Start of Exercise data
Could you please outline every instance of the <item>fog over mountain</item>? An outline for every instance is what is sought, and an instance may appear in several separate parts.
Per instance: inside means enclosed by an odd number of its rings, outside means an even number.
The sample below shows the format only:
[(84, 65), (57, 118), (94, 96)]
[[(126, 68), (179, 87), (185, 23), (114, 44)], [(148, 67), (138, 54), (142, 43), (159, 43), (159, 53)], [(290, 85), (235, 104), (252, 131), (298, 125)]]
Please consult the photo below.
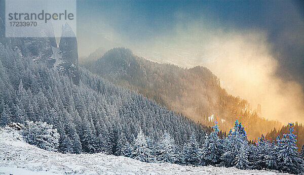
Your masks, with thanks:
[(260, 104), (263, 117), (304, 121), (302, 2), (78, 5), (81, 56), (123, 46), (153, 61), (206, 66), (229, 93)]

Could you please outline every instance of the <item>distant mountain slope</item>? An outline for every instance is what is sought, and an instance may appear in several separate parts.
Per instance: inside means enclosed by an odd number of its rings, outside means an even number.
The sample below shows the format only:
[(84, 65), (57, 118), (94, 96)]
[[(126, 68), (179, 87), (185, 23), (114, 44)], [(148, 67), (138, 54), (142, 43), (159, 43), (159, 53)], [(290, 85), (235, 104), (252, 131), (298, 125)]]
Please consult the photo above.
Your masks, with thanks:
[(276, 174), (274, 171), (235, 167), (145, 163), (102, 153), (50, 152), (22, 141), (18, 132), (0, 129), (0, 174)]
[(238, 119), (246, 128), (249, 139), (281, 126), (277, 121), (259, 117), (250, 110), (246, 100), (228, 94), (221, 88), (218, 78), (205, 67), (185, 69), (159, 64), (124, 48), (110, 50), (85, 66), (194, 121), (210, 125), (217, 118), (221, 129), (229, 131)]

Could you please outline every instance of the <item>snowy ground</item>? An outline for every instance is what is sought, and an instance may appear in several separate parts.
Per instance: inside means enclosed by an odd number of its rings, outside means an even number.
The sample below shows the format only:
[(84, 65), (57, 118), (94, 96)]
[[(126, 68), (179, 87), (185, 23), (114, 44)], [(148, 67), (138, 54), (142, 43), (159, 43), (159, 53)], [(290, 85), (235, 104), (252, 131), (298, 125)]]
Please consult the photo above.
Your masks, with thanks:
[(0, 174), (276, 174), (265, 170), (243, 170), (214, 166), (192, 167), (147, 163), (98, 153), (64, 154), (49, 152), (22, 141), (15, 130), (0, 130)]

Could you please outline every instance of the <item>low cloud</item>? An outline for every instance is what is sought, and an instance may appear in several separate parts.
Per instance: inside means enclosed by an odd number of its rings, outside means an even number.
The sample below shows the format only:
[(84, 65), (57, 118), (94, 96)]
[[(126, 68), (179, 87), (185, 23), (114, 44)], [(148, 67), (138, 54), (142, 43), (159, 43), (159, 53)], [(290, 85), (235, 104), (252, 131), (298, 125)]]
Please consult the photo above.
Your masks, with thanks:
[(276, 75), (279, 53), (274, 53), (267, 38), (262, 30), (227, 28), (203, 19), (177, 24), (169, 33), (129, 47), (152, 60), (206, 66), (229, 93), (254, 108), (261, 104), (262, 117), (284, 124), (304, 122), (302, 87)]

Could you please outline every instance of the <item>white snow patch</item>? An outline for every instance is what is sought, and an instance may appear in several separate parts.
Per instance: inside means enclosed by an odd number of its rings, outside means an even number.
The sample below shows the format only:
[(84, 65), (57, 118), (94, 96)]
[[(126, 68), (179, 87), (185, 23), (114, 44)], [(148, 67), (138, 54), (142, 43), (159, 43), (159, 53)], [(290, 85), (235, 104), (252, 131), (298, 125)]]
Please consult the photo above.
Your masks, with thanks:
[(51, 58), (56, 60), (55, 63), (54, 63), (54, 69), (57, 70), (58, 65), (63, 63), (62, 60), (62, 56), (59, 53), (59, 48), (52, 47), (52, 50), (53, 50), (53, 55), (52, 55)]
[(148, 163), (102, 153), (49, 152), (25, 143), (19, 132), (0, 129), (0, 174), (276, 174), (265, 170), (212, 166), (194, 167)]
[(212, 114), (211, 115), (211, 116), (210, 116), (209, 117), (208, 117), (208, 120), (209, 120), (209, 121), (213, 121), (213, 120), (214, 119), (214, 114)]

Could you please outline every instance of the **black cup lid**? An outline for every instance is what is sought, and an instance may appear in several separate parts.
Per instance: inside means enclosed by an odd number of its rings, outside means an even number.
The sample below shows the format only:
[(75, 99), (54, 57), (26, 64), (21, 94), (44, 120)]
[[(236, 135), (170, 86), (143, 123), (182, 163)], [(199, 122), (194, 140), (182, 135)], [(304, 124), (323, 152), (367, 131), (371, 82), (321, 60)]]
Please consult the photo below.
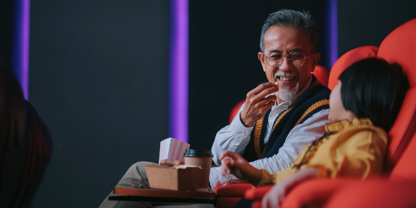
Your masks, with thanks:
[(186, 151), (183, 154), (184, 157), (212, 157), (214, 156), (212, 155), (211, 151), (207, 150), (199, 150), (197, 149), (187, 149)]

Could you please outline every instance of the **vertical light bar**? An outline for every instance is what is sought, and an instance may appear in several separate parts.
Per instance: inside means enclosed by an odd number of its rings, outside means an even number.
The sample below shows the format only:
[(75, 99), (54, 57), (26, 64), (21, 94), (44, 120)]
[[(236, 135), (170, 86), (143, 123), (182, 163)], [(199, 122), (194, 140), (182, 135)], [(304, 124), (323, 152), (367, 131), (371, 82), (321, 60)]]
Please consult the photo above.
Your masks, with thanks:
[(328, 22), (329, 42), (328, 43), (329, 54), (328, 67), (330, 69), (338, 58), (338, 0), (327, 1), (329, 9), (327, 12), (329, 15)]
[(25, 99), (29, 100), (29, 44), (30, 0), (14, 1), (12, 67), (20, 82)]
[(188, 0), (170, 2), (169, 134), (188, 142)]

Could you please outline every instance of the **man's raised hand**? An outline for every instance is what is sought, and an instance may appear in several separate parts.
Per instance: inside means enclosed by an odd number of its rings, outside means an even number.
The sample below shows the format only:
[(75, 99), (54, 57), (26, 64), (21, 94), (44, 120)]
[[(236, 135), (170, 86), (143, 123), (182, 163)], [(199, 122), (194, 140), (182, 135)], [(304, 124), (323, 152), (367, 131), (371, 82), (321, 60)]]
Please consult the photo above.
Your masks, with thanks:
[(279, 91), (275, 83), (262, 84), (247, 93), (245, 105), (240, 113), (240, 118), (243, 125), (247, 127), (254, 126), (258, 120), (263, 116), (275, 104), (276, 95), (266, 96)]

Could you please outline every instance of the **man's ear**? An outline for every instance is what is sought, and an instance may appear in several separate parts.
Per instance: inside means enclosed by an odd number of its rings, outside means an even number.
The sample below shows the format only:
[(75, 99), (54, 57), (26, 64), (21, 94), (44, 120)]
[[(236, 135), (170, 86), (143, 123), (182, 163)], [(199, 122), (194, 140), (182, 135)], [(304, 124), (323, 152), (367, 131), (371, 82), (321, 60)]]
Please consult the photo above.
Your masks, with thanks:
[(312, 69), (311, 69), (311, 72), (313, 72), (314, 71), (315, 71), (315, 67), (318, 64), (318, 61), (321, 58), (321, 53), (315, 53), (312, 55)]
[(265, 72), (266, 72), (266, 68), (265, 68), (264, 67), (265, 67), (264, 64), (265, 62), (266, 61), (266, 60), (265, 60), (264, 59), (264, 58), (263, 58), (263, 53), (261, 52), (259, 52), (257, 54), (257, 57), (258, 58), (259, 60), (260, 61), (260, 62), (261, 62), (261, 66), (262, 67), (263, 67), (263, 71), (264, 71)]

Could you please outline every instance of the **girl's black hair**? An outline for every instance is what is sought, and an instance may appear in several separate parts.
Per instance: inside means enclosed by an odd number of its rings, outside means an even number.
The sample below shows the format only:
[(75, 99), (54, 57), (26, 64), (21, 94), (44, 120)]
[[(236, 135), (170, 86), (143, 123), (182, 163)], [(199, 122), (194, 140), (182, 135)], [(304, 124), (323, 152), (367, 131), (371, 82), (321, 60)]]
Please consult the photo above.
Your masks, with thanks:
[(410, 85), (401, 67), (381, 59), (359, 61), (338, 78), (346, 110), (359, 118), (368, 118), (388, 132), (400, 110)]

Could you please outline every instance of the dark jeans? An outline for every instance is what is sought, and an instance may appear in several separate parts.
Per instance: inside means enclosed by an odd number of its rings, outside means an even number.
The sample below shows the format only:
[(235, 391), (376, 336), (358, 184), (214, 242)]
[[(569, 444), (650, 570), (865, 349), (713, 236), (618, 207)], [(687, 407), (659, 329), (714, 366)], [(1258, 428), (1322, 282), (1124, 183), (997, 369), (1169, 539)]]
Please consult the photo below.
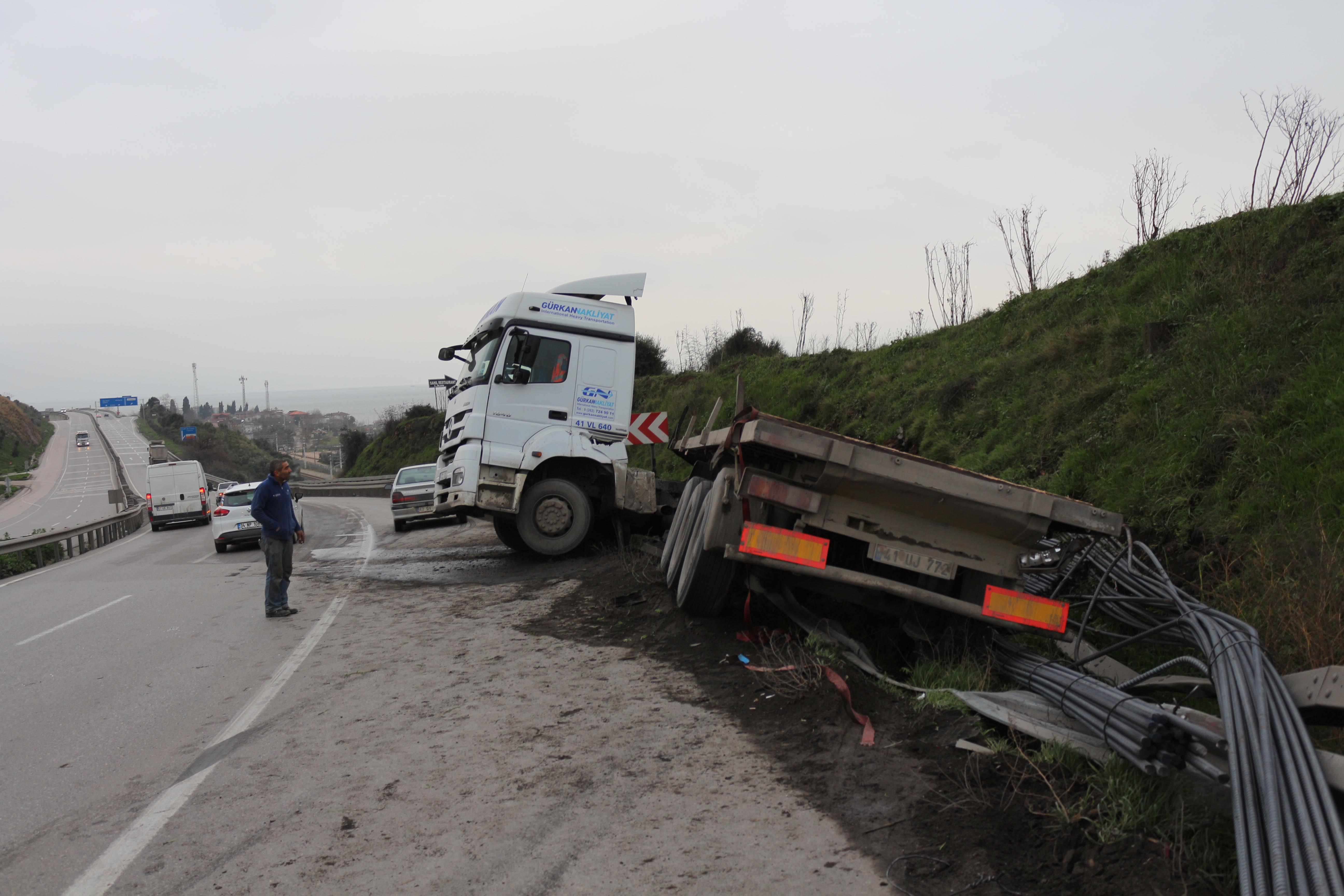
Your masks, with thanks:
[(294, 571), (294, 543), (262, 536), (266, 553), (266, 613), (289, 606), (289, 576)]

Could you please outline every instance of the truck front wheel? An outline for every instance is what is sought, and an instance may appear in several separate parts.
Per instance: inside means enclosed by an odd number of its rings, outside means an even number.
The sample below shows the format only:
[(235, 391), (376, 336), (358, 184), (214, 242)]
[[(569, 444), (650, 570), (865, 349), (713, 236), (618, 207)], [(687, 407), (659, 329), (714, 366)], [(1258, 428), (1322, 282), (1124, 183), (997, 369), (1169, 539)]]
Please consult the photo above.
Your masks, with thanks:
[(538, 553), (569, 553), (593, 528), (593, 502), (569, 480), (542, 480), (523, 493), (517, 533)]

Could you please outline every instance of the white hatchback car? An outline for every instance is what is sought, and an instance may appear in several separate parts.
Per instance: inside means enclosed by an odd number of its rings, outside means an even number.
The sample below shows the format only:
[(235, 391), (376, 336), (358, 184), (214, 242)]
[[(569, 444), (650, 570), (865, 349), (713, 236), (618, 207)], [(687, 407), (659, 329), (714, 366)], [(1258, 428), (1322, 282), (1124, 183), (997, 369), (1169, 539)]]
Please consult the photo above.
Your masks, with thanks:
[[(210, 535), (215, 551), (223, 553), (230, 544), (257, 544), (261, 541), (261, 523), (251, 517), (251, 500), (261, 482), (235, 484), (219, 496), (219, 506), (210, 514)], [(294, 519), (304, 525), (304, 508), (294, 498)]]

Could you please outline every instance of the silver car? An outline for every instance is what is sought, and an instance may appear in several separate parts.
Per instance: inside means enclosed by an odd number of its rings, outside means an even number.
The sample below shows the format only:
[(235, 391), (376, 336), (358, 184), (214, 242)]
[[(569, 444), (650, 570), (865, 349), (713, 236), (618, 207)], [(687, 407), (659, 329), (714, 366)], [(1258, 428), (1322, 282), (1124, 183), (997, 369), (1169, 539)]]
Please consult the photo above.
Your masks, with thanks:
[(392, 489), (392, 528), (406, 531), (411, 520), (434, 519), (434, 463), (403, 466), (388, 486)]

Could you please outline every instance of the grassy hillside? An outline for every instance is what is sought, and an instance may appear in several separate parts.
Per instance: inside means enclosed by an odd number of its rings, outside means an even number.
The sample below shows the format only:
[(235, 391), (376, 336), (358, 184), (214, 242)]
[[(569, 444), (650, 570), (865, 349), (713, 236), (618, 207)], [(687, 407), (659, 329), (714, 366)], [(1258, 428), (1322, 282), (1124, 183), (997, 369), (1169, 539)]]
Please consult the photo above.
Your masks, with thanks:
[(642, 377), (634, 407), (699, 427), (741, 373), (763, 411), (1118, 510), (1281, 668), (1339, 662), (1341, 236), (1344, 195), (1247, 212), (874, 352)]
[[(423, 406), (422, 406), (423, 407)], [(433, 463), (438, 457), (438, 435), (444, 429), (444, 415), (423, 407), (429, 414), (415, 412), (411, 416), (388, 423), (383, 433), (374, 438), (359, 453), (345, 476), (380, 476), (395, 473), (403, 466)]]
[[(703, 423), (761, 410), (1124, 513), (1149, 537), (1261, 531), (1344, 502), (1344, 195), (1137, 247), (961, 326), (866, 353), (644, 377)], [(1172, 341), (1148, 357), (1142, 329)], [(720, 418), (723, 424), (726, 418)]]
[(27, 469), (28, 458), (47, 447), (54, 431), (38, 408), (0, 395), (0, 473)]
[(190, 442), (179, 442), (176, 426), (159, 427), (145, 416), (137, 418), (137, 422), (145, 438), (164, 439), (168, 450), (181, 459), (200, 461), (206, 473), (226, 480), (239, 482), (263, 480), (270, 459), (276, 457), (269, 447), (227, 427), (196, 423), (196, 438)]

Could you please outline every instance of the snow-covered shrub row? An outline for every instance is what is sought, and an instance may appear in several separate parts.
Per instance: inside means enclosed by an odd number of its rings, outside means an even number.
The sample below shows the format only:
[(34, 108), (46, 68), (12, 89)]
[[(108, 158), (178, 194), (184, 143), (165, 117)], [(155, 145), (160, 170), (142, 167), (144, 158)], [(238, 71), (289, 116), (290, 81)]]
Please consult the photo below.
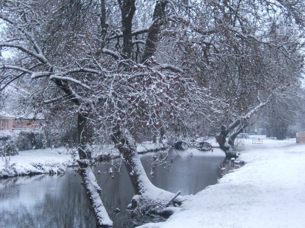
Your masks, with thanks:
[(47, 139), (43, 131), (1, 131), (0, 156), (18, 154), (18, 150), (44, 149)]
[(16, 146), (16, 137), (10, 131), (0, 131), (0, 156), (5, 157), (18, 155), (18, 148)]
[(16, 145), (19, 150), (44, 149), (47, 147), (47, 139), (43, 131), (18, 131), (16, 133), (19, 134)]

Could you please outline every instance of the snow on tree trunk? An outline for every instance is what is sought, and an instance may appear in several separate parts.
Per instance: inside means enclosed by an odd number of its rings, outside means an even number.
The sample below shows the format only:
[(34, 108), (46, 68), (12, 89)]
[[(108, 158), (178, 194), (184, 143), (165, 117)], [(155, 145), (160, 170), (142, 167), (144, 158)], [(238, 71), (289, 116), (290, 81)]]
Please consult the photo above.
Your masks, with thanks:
End of Exercise data
▸ Given exercise: Take the part that opens with the line containing "Could you please outline every instance of the <item>low" and closes with the line containing "122), (302, 87)]", and write it out again with "low cloud" swapped for "cloud bank" and nothing else altered. Give back only those lines.

▸ Output for this task:
Could you please outline every instance of the <item>cloud bank</item>? An outline for every instance is what is sought, and an instance may appear in several separate parts.
Per instance: inside means enclosed by an odd number of its rings, outside means an even number.
The sample below shows the format only:
[(84, 65), (57, 118), (94, 96)]
[[(126, 68), (179, 87), (185, 23), (114, 44)], [(148, 67), (138, 54), (142, 43), (159, 43), (159, 53)], [(290, 85), (235, 104), (252, 131), (298, 125)]]
Please consult the photo above.
Your masks, with thanks:
[(276, 75), (279, 53), (274, 53), (267, 38), (262, 30), (227, 28), (203, 19), (177, 24), (169, 33), (129, 47), (152, 60), (206, 66), (229, 93), (254, 108), (261, 104), (262, 117), (284, 124), (304, 122), (302, 87)]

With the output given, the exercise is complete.